(Referring expression pointing data)
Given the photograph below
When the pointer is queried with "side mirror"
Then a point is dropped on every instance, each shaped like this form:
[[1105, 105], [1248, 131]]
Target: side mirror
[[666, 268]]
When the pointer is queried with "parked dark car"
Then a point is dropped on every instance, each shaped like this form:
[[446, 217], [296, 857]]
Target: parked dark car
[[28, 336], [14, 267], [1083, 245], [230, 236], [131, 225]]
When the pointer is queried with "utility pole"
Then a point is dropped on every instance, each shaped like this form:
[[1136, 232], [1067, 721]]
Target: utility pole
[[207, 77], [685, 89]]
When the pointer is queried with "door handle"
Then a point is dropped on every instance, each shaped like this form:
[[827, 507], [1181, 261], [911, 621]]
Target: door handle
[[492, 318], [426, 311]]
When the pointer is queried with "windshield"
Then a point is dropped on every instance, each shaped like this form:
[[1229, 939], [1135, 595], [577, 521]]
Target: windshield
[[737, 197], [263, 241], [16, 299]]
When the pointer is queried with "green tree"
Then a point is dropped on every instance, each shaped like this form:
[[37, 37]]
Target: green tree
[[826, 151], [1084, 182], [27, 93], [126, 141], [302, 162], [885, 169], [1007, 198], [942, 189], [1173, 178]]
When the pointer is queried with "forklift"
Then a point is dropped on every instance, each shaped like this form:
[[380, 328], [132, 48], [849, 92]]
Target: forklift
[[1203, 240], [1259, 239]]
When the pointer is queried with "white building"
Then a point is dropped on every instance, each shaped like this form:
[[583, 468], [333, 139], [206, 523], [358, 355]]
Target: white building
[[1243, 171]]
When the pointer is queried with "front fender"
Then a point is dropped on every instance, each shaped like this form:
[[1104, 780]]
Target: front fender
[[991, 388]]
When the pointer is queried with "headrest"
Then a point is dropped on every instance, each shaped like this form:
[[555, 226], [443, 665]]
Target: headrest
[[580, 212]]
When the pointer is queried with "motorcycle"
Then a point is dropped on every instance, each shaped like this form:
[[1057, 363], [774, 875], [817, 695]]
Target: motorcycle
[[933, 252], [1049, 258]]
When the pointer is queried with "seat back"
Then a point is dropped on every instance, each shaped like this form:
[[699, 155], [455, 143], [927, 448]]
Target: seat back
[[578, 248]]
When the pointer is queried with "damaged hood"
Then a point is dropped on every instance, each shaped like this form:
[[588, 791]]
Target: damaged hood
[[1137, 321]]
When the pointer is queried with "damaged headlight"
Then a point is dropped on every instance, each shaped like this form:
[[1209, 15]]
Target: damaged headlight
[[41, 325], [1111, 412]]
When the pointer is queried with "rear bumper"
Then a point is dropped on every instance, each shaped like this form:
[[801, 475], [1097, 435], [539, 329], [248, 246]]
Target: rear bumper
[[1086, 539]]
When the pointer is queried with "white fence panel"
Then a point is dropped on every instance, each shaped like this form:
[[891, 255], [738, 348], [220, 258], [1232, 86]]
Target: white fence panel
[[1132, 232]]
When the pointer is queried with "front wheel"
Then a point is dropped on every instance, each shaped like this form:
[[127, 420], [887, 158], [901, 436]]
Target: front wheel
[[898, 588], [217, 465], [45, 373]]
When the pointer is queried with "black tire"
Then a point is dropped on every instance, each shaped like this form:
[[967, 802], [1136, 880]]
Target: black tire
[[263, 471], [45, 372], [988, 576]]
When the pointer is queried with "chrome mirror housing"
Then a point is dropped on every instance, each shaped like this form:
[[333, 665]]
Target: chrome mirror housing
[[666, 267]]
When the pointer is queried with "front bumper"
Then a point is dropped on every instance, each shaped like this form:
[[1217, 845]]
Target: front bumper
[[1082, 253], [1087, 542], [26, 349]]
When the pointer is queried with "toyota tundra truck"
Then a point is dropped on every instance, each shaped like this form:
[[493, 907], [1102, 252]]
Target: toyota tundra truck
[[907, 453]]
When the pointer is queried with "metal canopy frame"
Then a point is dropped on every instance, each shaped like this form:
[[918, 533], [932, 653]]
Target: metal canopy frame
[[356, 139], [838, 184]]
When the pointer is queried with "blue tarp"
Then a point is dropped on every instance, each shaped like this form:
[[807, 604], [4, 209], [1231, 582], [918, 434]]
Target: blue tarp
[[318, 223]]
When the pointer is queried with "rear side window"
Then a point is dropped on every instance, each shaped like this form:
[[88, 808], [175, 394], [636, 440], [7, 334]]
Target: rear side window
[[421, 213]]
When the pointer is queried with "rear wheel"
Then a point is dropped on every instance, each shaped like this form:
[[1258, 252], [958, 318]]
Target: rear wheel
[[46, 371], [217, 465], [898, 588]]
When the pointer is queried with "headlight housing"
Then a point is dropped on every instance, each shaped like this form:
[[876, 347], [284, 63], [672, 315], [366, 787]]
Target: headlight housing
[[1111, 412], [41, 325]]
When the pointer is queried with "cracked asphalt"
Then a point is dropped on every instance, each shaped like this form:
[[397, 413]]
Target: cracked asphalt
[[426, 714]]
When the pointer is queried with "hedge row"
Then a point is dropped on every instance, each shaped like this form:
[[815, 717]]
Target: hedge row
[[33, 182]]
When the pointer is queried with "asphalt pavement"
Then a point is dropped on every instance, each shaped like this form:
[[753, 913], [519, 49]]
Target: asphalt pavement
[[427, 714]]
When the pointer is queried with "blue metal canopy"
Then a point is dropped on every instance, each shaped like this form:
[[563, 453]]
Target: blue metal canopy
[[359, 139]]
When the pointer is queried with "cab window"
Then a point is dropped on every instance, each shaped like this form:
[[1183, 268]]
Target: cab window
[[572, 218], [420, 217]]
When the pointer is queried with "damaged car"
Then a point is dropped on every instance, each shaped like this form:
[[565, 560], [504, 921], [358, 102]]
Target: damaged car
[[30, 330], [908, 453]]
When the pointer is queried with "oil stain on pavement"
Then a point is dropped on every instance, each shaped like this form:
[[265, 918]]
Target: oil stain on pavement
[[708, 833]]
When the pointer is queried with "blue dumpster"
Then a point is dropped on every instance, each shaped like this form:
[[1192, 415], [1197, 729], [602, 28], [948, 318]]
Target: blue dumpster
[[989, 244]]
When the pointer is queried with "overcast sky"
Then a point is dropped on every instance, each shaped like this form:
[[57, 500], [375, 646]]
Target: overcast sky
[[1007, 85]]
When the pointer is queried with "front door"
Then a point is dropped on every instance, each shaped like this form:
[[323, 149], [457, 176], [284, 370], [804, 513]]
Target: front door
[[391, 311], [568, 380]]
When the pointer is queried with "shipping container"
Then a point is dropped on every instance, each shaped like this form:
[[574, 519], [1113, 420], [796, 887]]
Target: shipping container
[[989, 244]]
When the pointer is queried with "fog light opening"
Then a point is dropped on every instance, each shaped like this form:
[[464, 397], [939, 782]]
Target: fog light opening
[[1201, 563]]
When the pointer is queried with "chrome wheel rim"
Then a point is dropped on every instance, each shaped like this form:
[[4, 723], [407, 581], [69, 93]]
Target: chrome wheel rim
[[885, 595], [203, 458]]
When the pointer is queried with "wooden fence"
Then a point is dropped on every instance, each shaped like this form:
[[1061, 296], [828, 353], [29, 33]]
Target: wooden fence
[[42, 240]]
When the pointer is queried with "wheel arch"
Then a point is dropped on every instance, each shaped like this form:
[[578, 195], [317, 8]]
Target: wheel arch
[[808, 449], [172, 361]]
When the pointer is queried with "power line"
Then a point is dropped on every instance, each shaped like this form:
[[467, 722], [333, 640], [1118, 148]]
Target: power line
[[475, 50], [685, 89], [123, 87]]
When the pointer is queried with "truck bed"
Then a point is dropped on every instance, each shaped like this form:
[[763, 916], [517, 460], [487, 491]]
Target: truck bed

How to complete this task
Write out all the records above one more time, exactly.

Output below
Given the photograph below
When the pointer is queried with "side mirror"
Then a point is dropped on every instance, each shaped like this form:
[[1105, 105], [1248, 131]]
Target: side mirror
[[666, 268]]
When the pointer is queried with "parked dark car"
Then a point is dropped on every instance, each shaped like this form:
[[446, 217], [296, 857]]
Target: parked dark car
[[28, 336], [14, 267], [1083, 245], [230, 236], [131, 225]]
When the pointer is queried with "utility pole"
Then a point is dropped on every instance, each shaped like this form:
[[1136, 232], [1067, 721]]
Target: utility pole
[[207, 77], [685, 89]]
When the pointer is queried with "door handle"
Then a point is dropped on every instance, each shaped like this form:
[[827, 507], [1181, 261], [911, 621]]
Target: door handle
[[492, 318], [426, 311]]
When the pointer is queried with "windshield"
Then a point is dropped on every instance, each shaped like this form:
[[1229, 939], [1135, 595], [577, 521]]
Target: windshield
[[737, 197], [263, 241], [16, 299]]
When the pointer is queried with "green tree"
Then a point is dropped on every instance, each shaped like this form:
[[37, 37]]
Target: green tree
[[826, 151], [1084, 182], [27, 93], [126, 141], [302, 162], [885, 169], [1007, 198], [942, 189], [1173, 178]]
When the pointer is queried with "forklift"
Then a point is dropped on every instance, each shaped like this form:
[[380, 328], [132, 48], [849, 92]]
Target: forklift
[[1203, 240], [1259, 239]]
When the pointer is queried with "white building"
Then a point is dropped on every instance, each shaped like this form:
[[583, 468], [333, 139], [206, 523], [358, 355]]
Target: white building
[[1243, 171]]
When the pointer is queried with "front fender"
Then a point is dropped on every instance, each shaped like this form:
[[1104, 780]]
Target: front fender
[[991, 388]]
When the pointer is queried with "headrest"
Then a point is dropped on every instance, each shaped like this form:
[[555, 226], [443, 665]]
Target: headrest
[[580, 212]]
When the pointer is queried with "motorcycle"
Then a point is dropped on every instance, each shaped like this form:
[[1057, 363], [774, 875], [817, 695]]
Target: motorcycle
[[933, 252], [1049, 258]]
When the pointer is queried with "seat back"
Then a point is dropped on every instance, each shaped like this form:
[[699, 155], [455, 143], [927, 448]]
Target: seat back
[[578, 248]]
When the pointer is queried with "damaged hood"
Then a point is dropped on every instance, each shaped like this form:
[[588, 791]]
Target: damaged hood
[[1137, 321]]
When the pointer is queried with "damaged headlight"
Then a point is dropped on every instance, each shaped like this form:
[[1209, 15]]
Target: damaged headlight
[[41, 325], [1111, 412]]
When the pointer is queried with "rear bumper"
Then a point is dropped on every instance, each shaped like this form:
[[801, 475], [1097, 435], [539, 329], [248, 246]]
Target: rear bumper
[[1086, 539]]
When the pointer is queried with "white fence panel"
Then a point is dropped on every instance, each shaped like this form:
[[891, 255], [738, 348], [220, 258], [1232, 86]]
Target: white fence panel
[[1132, 232]]
When the pointer is queried with "front wheel"
Then a point is dropped on every instance, each shaped like this form:
[[127, 420], [887, 158], [901, 436]]
Target: front wheel
[[898, 588], [217, 465], [45, 373]]
When the pointer is queried with "black tire"
Then a point is dropped on every instance, each shaped like this form:
[[967, 802], [1136, 880]]
Target: black tire
[[263, 471], [45, 372], [988, 576]]
When the pointer is queried with "chrome mirror housing"
Then a point is dropped on every instance, each shaped like this form:
[[333, 665]]
Target: chrome mirror housing
[[666, 267]]
When the pointer is queried with "front bumper"
Then a point is dropped on every instance, each shaped like this form:
[[1217, 845]]
Target: front bumper
[[1082, 253], [1087, 542], [26, 349]]
When the pointer is queried with "toyota tundra truck"
Then a point is dropped on every instance, each shaped like this form:
[[493, 907], [1102, 252]]
Target: toyota tundra truck
[[907, 453]]
When the pointer is queried with "metal canopy frame"
Then a point is dropped on every instance, each shaped like this form:
[[918, 533], [932, 653]]
Target: metal canopy frame
[[356, 139], [838, 184]]
When the pointer is queried with "blue tarp"
Then a point is dropped on every instance, each shaped like this form:
[[807, 604], [4, 209], [1231, 582], [918, 434]]
Target: blue tarp
[[318, 223]]
When the pointer is queried with "rear side window"
Then a point is dropped on every instance, each shaped like this form:
[[88, 808], [175, 394], [636, 440], [7, 334]]
Target: rear side window
[[421, 213]]
When the pointer is queried with "rear wheel"
Then a point is dropped on every instance, each shaped like this form:
[[1258, 252], [958, 318]]
Target: rear wheel
[[46, 371], [217, 465], [898, 588]]
When the pointer is queried with "headlight housing"
Then a point is dropped on every instance, each shaped like this form:
[[876, 347], [284, 63], [672, 315], [366, 787]]
Target: headlight housing
[[1111, 412], [41, 325]]
When the pointer is queried with "cracked asphalt"
Then a point is dropped on every instance, each shaped like this form:
[[397, 413]]
Target: cracked asphalt
[[426, 714]]
When the pointer is queried with "hedge row"
Then a point is dropped on every instance, each shaped like this form:
[[815, 717]]
Target: hedge row
[[33, 182]]
When the pointer is queried with "asphalt pavement"
Then a point is dropped on every instance, each shaped like this form:
[[753, 913], [519, 49]]
Target: asphalt pavement
[[427, 714]]
When the pointer is queried with "blue metal canopy"
Then a point is dropped on every instance, each shaped like this form:
[[563, 453]]
Target: blue metal canopy
[[359, 139]]
When the pointer is queried with "cab window"
Then a point is dropped on every instance, each shaped like this form:
[[1183, 268]]
Target: cab window
[[572, 218], [420, 217]]
When the pointer is queried with "damaged car"
Then a point is dropped on every instance, each shaped like this form:
[[565, 560], [504, 921], [358, 102]]
Target: damaged car
[[30, 330], [908, 453]]
When the pointer is queried with "oil stain on pavement"
Then a point is dropped on every instance, each shaped like this form:
[[265, 918]]
Target: oil stain on pavement
[[708, 833]]
When the pointer is queried with "blue dumpster"
Then a point is dropped on every instance, each shaped like this form:
[[1192, 415], [1197, 729], [602, 28], [948, 318]]
Target: blue dumpster
[[989, 244]]
When the pointer is queried with "overcast sky"
Then a point is dropped on every instance, each shaped like this form:
[[57, 500], [375, 646]]
Target: overcast sky
[[1007, 85]]
When the pointer is queried with "front door"
Then a point is dropped on every instance, each shaped like this form:
[[323, 149], [457, 176], [284, 370], [804, 513]]
Target: front door
[[391, 311], [568, 380]]
When the pointer is queried with "shipping container"
Then a point is dropped on every instance, each shaped like this form:
[[574, 519], [1113, 420], [796, 887]]
Target: shipping container
[[989, 244]]
When the pointer is queried with "fog light opening"
Then a point is dropped on every instance, each shaped like this form:
[[464, 397], [939, 782]]
Target: fog light opening
[[1201, 563]]
When the pointer is queried with "chrome wheel rim"
Then a point is dropped on every instance, each shaped like this form:
[[4, 723], [407, 581], [69, 93]]
Target: chrome wheel rim
[[885, 595], [203, 458]]
When the pointer is queried with "wooden fence"
Then a point is dropped on every instance, each shaped like this form:
[[1061, 296], [828, 353], [29, 33]]
Target: wooden fence
[[42, 240]]
When the pointer is queried with "wheel arch"
Then a point is dropped on every instance, each shaped like this form:
[[578, 195], [317, 8]]
Target: wheel arch
[[808, 449], [172, 361]]
When the pointer is queried with "power line"
Then a point is dropped on every instance, each shaped like this form:
[[467, 722], [333, 640], [1118, 148]]
Target: power line
[[475, 50], [685, 89], [123, 87]]
When the pointer is queried with "truck bed"
Then a point is dropped on every instance, each shaped like this form:
[[763, 916], [517, 460], [487, 491]]
Target: truck bed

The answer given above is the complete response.